___ SUPPLIED INFORMATION

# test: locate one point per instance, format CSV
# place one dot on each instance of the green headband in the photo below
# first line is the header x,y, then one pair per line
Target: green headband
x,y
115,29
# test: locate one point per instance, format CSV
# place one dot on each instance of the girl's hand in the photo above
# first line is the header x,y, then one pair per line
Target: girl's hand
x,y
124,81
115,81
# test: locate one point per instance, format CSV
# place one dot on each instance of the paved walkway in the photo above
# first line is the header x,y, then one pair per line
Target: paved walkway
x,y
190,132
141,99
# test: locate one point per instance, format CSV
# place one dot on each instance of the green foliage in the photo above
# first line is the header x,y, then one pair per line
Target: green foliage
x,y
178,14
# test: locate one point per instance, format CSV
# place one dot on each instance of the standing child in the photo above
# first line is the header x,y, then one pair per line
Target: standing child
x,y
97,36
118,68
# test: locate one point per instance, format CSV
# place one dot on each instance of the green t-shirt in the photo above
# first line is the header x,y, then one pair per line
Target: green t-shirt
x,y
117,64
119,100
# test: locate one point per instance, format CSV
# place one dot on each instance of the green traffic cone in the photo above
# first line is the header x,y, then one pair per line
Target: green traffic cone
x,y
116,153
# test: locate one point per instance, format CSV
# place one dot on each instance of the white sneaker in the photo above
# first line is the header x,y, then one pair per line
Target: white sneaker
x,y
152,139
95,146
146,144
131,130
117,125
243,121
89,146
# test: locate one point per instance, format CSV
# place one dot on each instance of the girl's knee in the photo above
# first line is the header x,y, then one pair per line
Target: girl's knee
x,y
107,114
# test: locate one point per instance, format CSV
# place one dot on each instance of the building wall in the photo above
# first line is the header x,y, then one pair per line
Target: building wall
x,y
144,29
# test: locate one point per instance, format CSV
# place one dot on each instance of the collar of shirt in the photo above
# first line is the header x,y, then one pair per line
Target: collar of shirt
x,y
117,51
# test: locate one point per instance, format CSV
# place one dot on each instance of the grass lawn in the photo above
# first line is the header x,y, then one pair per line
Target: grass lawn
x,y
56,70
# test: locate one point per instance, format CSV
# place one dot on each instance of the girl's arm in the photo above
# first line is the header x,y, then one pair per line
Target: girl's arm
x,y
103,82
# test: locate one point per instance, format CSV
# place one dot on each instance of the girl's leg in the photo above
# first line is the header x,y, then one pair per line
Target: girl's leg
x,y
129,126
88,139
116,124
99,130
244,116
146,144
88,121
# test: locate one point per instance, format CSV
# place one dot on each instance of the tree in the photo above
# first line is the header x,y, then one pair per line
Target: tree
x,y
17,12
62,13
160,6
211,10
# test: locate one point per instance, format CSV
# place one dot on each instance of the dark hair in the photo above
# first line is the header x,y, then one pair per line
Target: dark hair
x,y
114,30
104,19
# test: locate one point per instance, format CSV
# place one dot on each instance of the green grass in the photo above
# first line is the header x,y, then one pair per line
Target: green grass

______

Go through the entries and repeat each one exactly.

# test: locate one point per instance, format CSV
# place one dot on each instance of the green headband in the photo below
# first line is the header x,y, then one pair per line
Target: green headband
x,y
115,29
# test: locate one point per instance, format CSV
# place one dot on each instance of the girl's hand in the photo above
# first line is the header x,y, then one pair per line
Target: girl's hand
x,y
124,81
115,81
# test: locate one point per instance, format CSV
# place one dot on each instance of the paved walkway in the photo above
# first line is the header x,y, then one pair per line
Target: paved walkway
x,y
190,132
141,99
# test: locate one point per instance, format CSV
# place one dot on each instance of the green foliage in the photo above
# first line is the header x,y, then one pair per line
Target: green foliage
x,y
178,14
# test: locate one point per instance, format CSV
# place one dot on each instance of the standing child in the photo above
# first line is the header x,y, then one pair per line
Target: standing child
x,y
97,36
118,68
# test: locate one point per instance, format CSV
# place one dot on each instance of the green t-shirt in the photo above
# first line is the header x,y, then one pair per line
Target: green t-shirt
x,y
117,64
119,100
# test: locate one point per instance, format CSV
# place one dot on each instance of the green traffic cone in the photo above
# first line is the header x,y, then one pair per line
Target: green traffic cone
x,y
116,153
# test: locate one point per instance, format CSV
# place one dot on each instance of the white sneaker in the photo above
# first line is the header x,y, then one pair per line
Target: white sneaker
x,y
152,139
95,146
146,144
131,130
117,125
243,121
89,146
# test: locate one point per instance, format CSV
# place one dot on each instance of the girl's knee in the photo above
# first line is the header x,y, then one pair per line
Target: girl's knee
x,y
107,114
# test: locate one point per instance, format CSV
# place one dot on each instance of the building wall in the photo above
# first line is the header x,y, then one pair per line
Target: building wall
x,y
144,29
# test: locate one point per instance, format CSV
# place one dot on each instance of the collar of shirt in the photo above
# first line is the header x,y, then one pair per line
Target: collar of shirt
x,y
117,51
# test: locate one point per instance, format CSV
# place one dot on each instance of the grass lawn in the photo above
# first line is the header x,y, then one pair per line
Target: grass lawn
x,y
56,70
# test: locate one point per instance, format CSV
# place one dot on each instance of the girl's arm in the photo above
# first line is the header x,y, then one pair per line
Target: girl's arm
x,y
103,82
# test: locate one point per instance, format CSV
# place one dot on each instance of the girl's leg in the photo above
# first line is the header x,y, then one pair per line
Target: girl's leg
x,y
129,126
88,139
116,124
99,130
244,116
146,144
88,121
# test: locate one point per instance, format CSV
# place one dot on each instance of the tree in the photo above
# first line is the header x,y, then one pair per line
Target: tree
x,y
17,12
62,13
160,6
211,10
# test: locate one point per instance, format CSV
# place one dot on each instance of the dark hair in the photo above
# first line is the header x,y, then one pair per line
Target: dark hair
x,y
114,30
104,19
# test: locate one point per instance, format CSV
# place one dot on each instance of the green grass in the photo above
# first line is the header x,y, then one pair per line
Target: green grass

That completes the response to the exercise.